1. A support structure comprising a pair of spaced side members interconnected and located in spaced relation by a mesh structure including two crossing sets of substantially parallel elements secured together at crossing positions, the side members being of substantial height compared with the thickness of the mesh structure to present a channel or tray form for the support structure, wherein at least some of the side member interconnecting mesh elements that are secured to the crossing mesh elements

have additional elements also secured to the crossing elements at crossing positions and spaced from their corresponding interconnecting elements by said crossing elements.

2. A support structure as claimed in claim 1, wherein only one set of elements interconnect the side members.

3. A support structure as claimed in claim 2, wherein the side members are parallel to each other and to one set of elements.

4. A support structure as claimed in any preceding claim, wherein the crossing sets of elements are secured together at all crossing positions.

5. A support structure as claimed in any preceding claim wherein the additional elements and corresponding interconnecting elements are secured at the same crossing positions.

6. A support structure as claimed in any preceding claim wherein the additional elements are secured to a flange of each side member.

7. A support structure as claimed in any preceding claim, wherein the side member interconnecting mesh elements are secured to a flange of each side member.

8. A support structure as claimed in claim 7 as appendent to claim 6, wherein the side member interconnecting mesh elements are secured to one side of the flange and the additional elements are secured to the other side of the flange.

9. A support structure as claimed in any preceding claim, wherein end portions of side member interconnecting elements turn transversely and inwards to engage a flange of the side member.

10. A support structure as claimed in claim 9, wherein the additional elements run from adjacent to the flange engaging end portions at least of selected side member interconnecting elements of the mesh.

11. A support structure as claimed in claim 10, wherein the turned side portions of the mesh structure space the mesh interconnecting elements from the flange by a distance that is greater than the thickness of the crossing elements and the additional support elements bow upwardly to engage at least some of those crossing elements.

12. A support structure as claimed in any preceding claim, wherein the mesh structure comprises a welded wire mesh with substantially orthogonal sets of wire elements welded together at at least some crossing positions.

= DATA SECTION =
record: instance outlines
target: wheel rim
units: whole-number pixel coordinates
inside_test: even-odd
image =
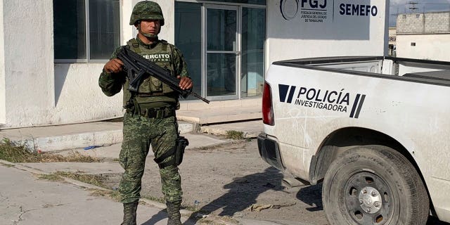
[[[345,207],[358,224],[384,224],[392,214],[392,191],[376,174],[360,172],[348,179],[344,189]]]

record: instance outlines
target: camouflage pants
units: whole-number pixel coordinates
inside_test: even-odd
[[[174,116],[156,119],[125,113],[124,140],[120,155],[120,165],[125,169],[119,185],[122,202],[130,203],[139,200],[141,179],[150,145],[155,158],[170,150],[175,147],[177,127]],[[162,162],[168,162],[173,158],[170,156]],[[178,167],[171,165],[160,169],[160,174],[166,201],[181,200],[183,192]]]

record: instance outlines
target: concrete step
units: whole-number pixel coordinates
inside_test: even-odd
[[[256,138],[264,131],[262,120],[244,121],[205,125],[200,127],[200,131],[214,135],[227,135],[229,131],[242,132],[244,139]]]
[[[227,131],[242,131],[253,138],[262,131],[261,107],[249,101],[226,105],[215,103],[205,109],[181,109],[176,112],[181,134],[203,132],[226,135]],[[226,103],[226,102],[224,102]],[[248,105],[243,105],[248,104]],[[213,107],[214,106],[214,107]],[[225,107],[226,106],[226,107]],[[259,120],[248,121],[249,120]],[[243,122],[238,122],[245,121]],[[230,123],[230,122],[233,122]],[[7,139],[34,151],[57,151],[89,146],[109,146],[122,141],[122,122],[94,122],[0,130],[0,141]]]
[[[192,132],[198,129],[196,126],[179,122],[179,131],[181,134]],[[33,151],[49,152],[120,143],[123,140],[122,128],[121,122],[95,122],[3,129],[0,130],[0,137]]]

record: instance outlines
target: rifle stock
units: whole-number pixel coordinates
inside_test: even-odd
[[[132,51],[128,48],[122,48],[117,53],[117,58],[124,63],[124,67],[128,70],[127,76],[129,79],[128,89],[130,91],[137,92],[139,85],[146,75],[158,78],[162,82],[167,84],[172,90],[176,91],[183,98],[186,98],[189,94],[200,100],[210,103],[210,101],[200,96],[192,89],[183,90],[179,87],[179,79],[172,75],[170,70],[162,68],[156,63],[146,60],[142,56]]]

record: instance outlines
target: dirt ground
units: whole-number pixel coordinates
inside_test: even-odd
[[[143,196],[162,198],[158,166],[147,160]],[[257,219],[281,224],[328,224],[321,200],[321,186],[289,187],[283,175],[260,158],[257,141],[240,140],[211,148],[186,150],[180,165],[184,205],[202,214]],[[119,174],[103,174],[105,184],[117,188]],[[254,205],[254,204],[257,204]],[[252,205],[276,208],[250,211]],[[191,217],[192,219],[198,218]],[[448,224],[430,219],[428,224]]]
[[[180,165],[184,205],[202,214],[257,219],[282,224],[328,224],[321,186],[283,186],[283,174],[262,160],[255,139],[235,141],[212,148],[189,149]],[[104,174],[117,188],[120,177]],[[143,177],[143,196],[162,198],[158,166],[149,157]],[[276,205],[259,212],[253,204]]]

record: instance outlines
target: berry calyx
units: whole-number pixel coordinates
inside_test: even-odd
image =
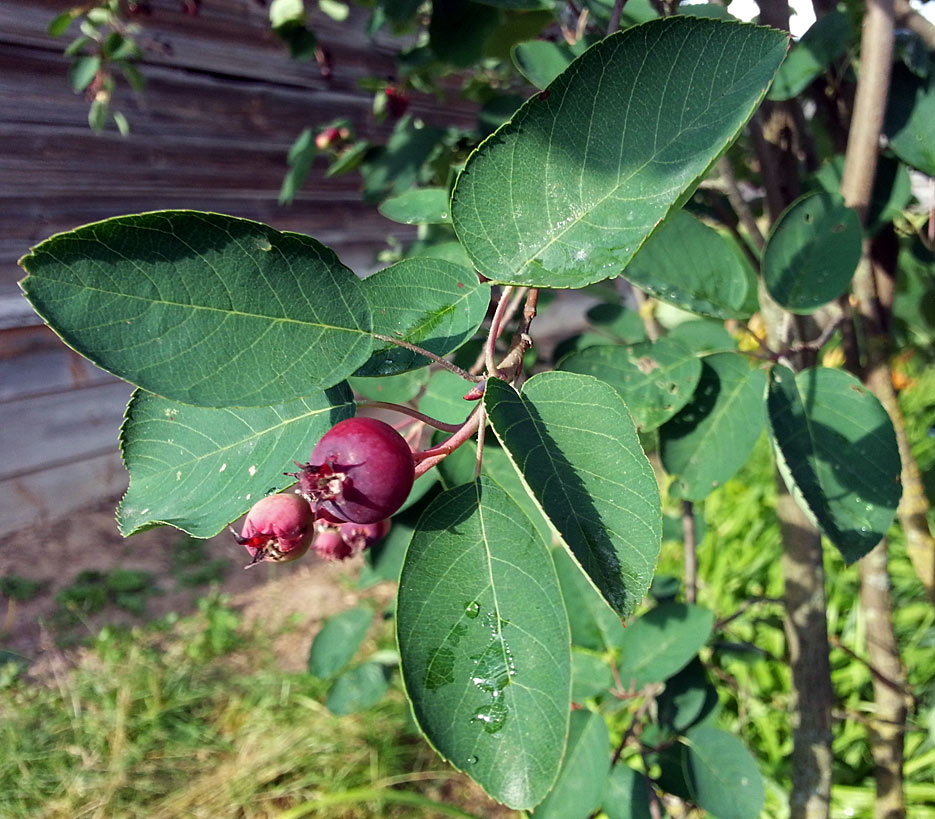
[[[339,528],[342,540],[354,552],[362,552],[386,537],[390,531],[390,522],[381,520],[378,523],[342,523]]]
[[[240,534],[234,532],[234,537],[250,553],[253,566],[302,557],[314,534],[314,516],[308,502],[289,494],[269,495],[257,501],[247,512]]]
[[[324,560],[347,560],[362,552],[390,531],[390,522],[378,523],[345,522],[334,525],[325,518],[315,521],[315,540],[312,548]]]
[[[335,424],[298,464],[298,492],[316,517],[377,523],[403,505],[415,477],[412,451],[393,427],[375,418]]]

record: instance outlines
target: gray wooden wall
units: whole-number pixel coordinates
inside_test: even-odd
[[[141,38],[142,95],[121,87],[115,107],[131,135],[93,134],[88,104],[71,92],[67,39],[46,33],[74,0],[0,2],[0,526],[70,514],[126,486],[117,432],[130,393],[41,326],[19,294],[16,260],[51,234],[121,213],[194,208],[308,233],[359,273],[373,268],[390,234],[411,230],[360,201],[355,175],[326,180],[318,168],[296,203],[276,204],[285,155],[308,125],[349,117],[378,138],[365,76],[393,73],[394,44],[363,33],[364,16],[313,18],[333,61],[292,61],[257,0],[151,0]],[[314,5],[314,4],[309,4]],[[413,99],[427,123],[470,125],[458,103]]]

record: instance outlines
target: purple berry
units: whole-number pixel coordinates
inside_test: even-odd
[[[299,492],[316,517],[378,523],[403,505],[412,489],[414,465],[405,439],[375,418],[335,424],[300,464]]]

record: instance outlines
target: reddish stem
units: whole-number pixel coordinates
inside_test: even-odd
[[[388,409],[393,410],[393,412],[401,412],[403,415],[415,418],[417,421],[435,427],[435,429],[440,429],[442,432],[457,432],[461,429],[461,424],[446,424],[444,421],[438,421],[432,418],[431,415],[426,415],[424,412],[419,412],[419,410],[407,407],[404,404],[391,404],[388,401],[358,401],[357,406],[364,409]]]

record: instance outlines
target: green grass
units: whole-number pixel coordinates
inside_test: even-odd
[[[418,738],[398,686],[335,717],[327,683],[277,668],[274,637],[209,597],[191,618],[105,629],[42,682],[14,675],[0,816],[435,816],[442,790],[457,804],[466,786]]]
[[[919,419],[917,418],[917,423]],[[698,602],[718,619],[738,613],[708,649],[722,713],[720,724],[740,736],[767,779],[764,816],[788,815],[792,751],[791,676],[782,606],[781,541],[776,488],[765,436],[747,465],[704,503],[707,534],[698,547]],[[889,534],[894,627],[916,698],[906,738],[906,792],[915,819],[935,819],[935,610],[906,555],[902,533]],[[835,787],[832,815],[873,816],[873,761],[867,721],[873,688],[865,627],[858,607],[856,566],[824,543],[834,711]],[[657,569],[681,576],[682,546],[663,543]],[[765,599],[764,599],[765,598]],[[849,650],[849,651],[848,651]],[[849,652],[853,652],[849,653]]]

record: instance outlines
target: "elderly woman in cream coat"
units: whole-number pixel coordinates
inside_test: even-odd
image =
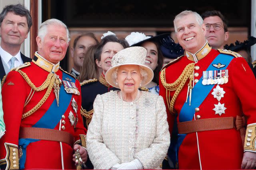
[[[138,88],[151,81],[152,70],[144,65],[146,50],[121,50],[106,74],[120,91],[98,95],[87,135],[89,156],[95,169],[159,168],[170,137],[162,98]]]
[[[3,111],[1,91],[1,86],[0,86],[0,138],[4,135],[4,132],[5,132],[5,125],[4,122],[4,112]]]

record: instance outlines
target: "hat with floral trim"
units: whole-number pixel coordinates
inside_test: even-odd
[[[132,47],[121,50],[116,54],[111,59],[111,66],[106,73],[106,80],[113,87],[119,88],[116,84],[116,78],[114,72],[119,66],[126,65],[137,65],[146,73],[142,75],[141,87],[144,86],[153,79],[154,72],[152,70],[145,65],[147,50],[141,47]]]
[[[145,35],[143,33],[138,32],[132,32],[125,37],[130,47],[140,46],[144,42],[148,41],[156,41],[160,43],[163,38],[170,35],[169,33],[166,33],[158,35]]]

= REQUIRED TASKS =
1/ Answer these questions using the support structure claims.
(a) According to claim 2, how many sets of elements interconnect the side members?
(b) In claim 3, what are the side members parallel to?
(c) According to claim 12, what does the mesh structure comprise?
2/ Output the portion of the support structure claims starting at "3. A support" and ending at "all crossing positions.".

= OUTPUTS FOR THE TASKS =
1/
(a) Only one set of elements interconnects the side members.
(b) They are parallel to each other and to one set of elements.
(c) It comprises a welded wire mesh with substantially orthogonal sets of wire elements welded together at at least some crossing positions.

2/
3. A support structure as claimed in claim 2, wherein the side members are parallel to each other and to one set of elements.

4. A support structure as claimed in any preceding claim, wherein the crossing sets of elements are secured together at all crossing positions.